**TEXT PASSAGE**.
....
The peculiarity of the modern religious conservative gives rise to different shades of Erdoğan. Views of the controversial Prime Minister vary across the ideological spectrum. There’s the religious conservative Erdoğan, who called Turkey’s founder and most popular political figure a drunk; there’s neoliberal Erdoğan, who insisted, even as a court has delayed the “renovation” of Gezi Park, that a mall will be built; there’s pro-democracy Erdoğan, who fired military leaders allegedly involved in plotting a coup against him; there’s dictatorial Erdoğan, who fired those same officers (throughout modern Turkish history, the military was the protector of Kemalism, pulling coups, as it claimed, in order to restore democracy) in a scheme to amass more power; and there’s conspiracy-theorist Erdoğan, who lashed out against a mythical interest-rate lobby when foreign investors reacted negatively to a bloody police crackdown on protestors, and who has blamed the protests on the sinister alcohol lobby.
The strength of the protests has been their pluralism, banding together labor unions, liberals, anti-capitalists, feminists and environmentalists. They’ve been able to combine critiques of each shade of Erdoğan. Meanwhile, in a major break from Occupy Wall Street, the protestors have been quite clear on their demands: to preserve Gezi Park as it is; to free those involved in the protests who have been detained (including more than 50 lawyers at an Istanbul courthouse and a number, more recently, of volunteer doctors); and to end the violent police repression of the protests. Perhaps Erdoğan’s absolute refusal to compromise can be traced back to these demands—or, if not to the demands themselves, then to the form in which they reached him: If people out in the street can influence policy, what might they ask for next?
....
**GIVEN DATA**.
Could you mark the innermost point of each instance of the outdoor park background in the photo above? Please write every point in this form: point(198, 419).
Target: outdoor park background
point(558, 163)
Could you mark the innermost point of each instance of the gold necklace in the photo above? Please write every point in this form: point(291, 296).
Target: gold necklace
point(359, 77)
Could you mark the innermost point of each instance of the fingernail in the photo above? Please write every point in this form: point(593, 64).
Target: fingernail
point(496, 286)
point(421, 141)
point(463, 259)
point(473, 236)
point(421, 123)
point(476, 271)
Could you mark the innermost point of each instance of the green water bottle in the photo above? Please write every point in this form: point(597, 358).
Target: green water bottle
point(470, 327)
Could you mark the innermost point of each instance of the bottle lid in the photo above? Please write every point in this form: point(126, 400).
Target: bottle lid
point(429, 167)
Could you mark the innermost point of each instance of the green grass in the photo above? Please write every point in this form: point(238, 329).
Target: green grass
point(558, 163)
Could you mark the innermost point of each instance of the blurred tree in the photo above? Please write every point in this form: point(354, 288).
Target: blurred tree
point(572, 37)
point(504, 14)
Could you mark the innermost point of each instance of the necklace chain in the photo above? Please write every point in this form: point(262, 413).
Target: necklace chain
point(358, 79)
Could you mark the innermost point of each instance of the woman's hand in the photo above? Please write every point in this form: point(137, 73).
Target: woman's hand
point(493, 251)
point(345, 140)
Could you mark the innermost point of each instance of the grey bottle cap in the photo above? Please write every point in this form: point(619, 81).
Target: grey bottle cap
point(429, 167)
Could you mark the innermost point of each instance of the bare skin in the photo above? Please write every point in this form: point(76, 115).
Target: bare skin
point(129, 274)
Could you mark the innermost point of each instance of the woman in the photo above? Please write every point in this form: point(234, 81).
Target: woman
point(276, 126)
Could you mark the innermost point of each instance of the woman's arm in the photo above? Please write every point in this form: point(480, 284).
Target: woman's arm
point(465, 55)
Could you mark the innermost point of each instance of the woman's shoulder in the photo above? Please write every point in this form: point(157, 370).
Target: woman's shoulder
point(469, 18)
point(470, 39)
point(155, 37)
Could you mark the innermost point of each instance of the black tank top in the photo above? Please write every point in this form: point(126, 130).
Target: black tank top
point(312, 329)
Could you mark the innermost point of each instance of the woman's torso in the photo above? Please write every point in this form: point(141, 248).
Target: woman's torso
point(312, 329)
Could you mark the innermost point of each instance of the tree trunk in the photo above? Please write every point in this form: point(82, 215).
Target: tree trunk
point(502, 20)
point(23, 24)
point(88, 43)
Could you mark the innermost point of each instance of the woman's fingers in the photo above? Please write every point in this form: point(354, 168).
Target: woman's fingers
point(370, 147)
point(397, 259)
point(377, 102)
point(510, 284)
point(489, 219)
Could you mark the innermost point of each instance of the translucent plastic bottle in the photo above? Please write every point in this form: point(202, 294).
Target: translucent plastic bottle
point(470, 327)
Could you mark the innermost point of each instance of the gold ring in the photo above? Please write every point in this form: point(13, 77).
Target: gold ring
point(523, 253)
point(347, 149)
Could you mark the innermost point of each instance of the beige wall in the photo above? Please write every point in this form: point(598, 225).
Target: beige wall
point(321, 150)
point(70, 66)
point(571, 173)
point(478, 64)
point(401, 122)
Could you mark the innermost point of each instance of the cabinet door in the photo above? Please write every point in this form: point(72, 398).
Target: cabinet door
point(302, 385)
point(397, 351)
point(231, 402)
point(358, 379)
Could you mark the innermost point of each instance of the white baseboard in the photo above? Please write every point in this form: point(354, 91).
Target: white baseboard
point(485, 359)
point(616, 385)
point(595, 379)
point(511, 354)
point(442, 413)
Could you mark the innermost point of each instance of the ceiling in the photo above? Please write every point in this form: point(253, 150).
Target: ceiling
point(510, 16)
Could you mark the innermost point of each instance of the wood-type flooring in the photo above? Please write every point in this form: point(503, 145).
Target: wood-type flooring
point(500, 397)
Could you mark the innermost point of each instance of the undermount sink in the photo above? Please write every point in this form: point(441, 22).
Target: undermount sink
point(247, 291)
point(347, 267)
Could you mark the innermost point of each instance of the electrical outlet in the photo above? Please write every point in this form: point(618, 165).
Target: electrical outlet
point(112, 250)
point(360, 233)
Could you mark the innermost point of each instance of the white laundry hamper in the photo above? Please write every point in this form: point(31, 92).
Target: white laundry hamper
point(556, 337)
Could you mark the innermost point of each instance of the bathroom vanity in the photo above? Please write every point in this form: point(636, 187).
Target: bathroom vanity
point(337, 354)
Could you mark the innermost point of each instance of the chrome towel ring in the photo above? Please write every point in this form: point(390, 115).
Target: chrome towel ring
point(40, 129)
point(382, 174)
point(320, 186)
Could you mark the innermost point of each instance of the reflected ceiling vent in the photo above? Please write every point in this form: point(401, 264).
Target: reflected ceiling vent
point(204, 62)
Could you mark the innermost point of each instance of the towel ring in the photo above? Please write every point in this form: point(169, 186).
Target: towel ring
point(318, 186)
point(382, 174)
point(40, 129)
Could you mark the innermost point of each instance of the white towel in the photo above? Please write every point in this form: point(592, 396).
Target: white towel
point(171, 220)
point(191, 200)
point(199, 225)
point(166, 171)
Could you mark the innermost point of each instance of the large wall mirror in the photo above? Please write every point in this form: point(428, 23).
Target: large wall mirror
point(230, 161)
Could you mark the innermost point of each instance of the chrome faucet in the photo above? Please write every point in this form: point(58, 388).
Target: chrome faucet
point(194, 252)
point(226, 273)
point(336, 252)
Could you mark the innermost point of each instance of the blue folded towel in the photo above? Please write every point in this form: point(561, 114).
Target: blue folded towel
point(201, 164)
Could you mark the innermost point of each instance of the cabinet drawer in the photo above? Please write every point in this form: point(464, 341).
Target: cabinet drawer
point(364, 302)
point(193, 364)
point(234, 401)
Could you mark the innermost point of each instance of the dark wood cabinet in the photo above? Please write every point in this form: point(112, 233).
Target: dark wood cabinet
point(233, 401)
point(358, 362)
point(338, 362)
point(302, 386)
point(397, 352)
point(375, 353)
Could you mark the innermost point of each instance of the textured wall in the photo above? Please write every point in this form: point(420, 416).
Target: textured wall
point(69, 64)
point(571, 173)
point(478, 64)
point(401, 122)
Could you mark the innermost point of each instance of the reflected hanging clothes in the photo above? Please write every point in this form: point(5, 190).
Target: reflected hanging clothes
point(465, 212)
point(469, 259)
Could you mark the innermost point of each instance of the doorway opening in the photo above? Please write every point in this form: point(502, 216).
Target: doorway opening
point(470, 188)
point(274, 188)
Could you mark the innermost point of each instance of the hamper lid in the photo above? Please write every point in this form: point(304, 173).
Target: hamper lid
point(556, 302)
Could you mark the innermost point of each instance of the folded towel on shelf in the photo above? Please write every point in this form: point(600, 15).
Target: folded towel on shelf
....
**PROBLEM STATEMENT**.
Copy out the whole passage on Erdoğan and the Gezi Park protests word for word.

**SOLUTION TO THIS TASK**.
The peculiarity of the modern religious conservative gives rise to different shades of Erdoğan. Views of the controversial Prime Minister vary across the ideological spectrum. There’s the religious conservative Erdoğan, who called Turkey’s founder and most popular political figure a drunk; there’s neoliberal Erdoğan, who insisted, even as a court has delayed the “renovation” of Gezi Park, that a mall will be built; there’s pro-democracy Erdoğan, who fired military leaders allegedly involved in plotting a coup against him; there’s dictatorial Erdoğan, who fired those same officers (throughout modern Turkish history, the military was the protector of Kemalism, pulling coups, as it claimed, in order to restore democracy) in a scheme to amass more power; and there’s conspiracy-theorist Erdoğan, who lashed out against a mythical interest-rate lobby when foreign investors reacted negatively to a bloody police crackdown on protestors, and who has blamed the protests on the sinister alcohol lobby.
The strength of the protests has been their pluralism, banding together labor unions, liberals, anti-capitalists, feminists and environmentalists. They’ve been able to combine critiques of each shade of Erdoğan. Meanwhile, in a major break from Occupy Wall Street, the protestors have been quite clear on their demands: to preserve Gezi Park as it is; to free those involved in the protests who have been detained (including more than 50 lawyers at an Istanbul courthouse and a number, more recently, of volunteer doctors); and to end the violent police repression of the protests. Perhaps Erdoğan’s absolute refusal to compromise can be traced back to these demands—or, if not to the demands themselves, then to the form in which they reached him: If people out in the street can influence policy, what might they ask for next?